* **Short problem**:
Quote all of the data below exactly, please.

— begin Given entries —

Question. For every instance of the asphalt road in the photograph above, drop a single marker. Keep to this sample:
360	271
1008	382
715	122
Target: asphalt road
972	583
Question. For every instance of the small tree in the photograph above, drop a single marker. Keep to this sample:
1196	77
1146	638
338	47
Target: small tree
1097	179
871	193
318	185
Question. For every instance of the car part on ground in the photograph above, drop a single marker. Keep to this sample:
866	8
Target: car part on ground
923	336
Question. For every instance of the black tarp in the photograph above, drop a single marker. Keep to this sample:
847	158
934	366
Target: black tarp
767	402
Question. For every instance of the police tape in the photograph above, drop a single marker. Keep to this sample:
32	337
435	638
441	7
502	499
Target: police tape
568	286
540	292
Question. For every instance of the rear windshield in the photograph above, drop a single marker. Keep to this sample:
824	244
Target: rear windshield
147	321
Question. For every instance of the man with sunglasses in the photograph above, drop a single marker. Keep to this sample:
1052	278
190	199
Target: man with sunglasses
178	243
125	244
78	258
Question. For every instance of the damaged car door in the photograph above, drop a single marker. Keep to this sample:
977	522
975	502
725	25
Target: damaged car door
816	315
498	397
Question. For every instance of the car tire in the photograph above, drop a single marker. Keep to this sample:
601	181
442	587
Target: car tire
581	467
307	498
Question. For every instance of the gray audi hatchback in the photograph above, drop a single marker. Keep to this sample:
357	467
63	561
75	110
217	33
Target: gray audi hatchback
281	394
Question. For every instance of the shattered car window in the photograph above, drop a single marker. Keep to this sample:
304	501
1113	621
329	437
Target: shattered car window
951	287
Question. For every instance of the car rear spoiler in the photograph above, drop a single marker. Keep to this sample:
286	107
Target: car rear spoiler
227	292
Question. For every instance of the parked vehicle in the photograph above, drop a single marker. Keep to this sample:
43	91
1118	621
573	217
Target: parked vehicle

— end Given entries —

* **The answer**:
Question. For every instance of the asphalt road in the photograph above, drop a single marker. Keep to this sample:
360	271
1008	382
715	122
Target: asphalt road
972	583
Question. For every instance of the small tree in the photograph above, drop a single marker. Keep to this sample:
1196	77
1146	638
338	47
Target: small tree
1097	179
871	193
318	185
Question. For every instance of the car part on ground in the photograph above, drop a single marker. Keep to this sample:
866	8
Target: car part on ground
923	336
Question. For every instance of the black tarp in the photograph above, drop a single marker. Keep to this sample:
847	158
934	366
Target: black tarp
767	402
Question. For every instance of the police tape in the photograph above, drop a single marker. Keep to this sample:
32	337
435	638
441	7
502	499
Target: police tape
568	286
540	292
Question. For every instance of the rear windshield in the photograph above, drop a single marker. Keep to this sample:
824	244
Target: rear windshield
147	321
Question. For every instance of the man with sunglasses in the photograph above, drop a single marker. Keep to this sample:
1052	278
190	199
Target: man with sunglasses
178	243
125	244
78	258
Question. For every instance of the damaged car door in the photograph above, drop a single marker. Keep to this sample:
977	522
975	502
725	25
Target: damaged car door
816	315
498	397
Question. For every instance of the car tire in the photograph above, drop a single marker. Keep to this sample:
601	181
442	587
Target: car tire
581	467
307	498
Question. For every instance of the gray audi hatchback in the photograph above, drop a single marker. Keep to this sample:
357	467
63	561
75	110
217	33
Target: gray audi hatchback
281	394
Question. For every instance of the shattered car window in the photograph above, drop a single marker. Keep to this sample:
304	501
1113	621
329	437
Target: shattered car window
951	287
Question. For every instance of the car rear spoiler in the photograph above, drop a single marker. Keep to this sample:
286	107
Target: car rear spoiler
227	292
Question. For every instance of the parked vehicle in the photograph above, drop a single marker. Keep to this sample:
43	91
1118	621
573	217
Target: parked vehicle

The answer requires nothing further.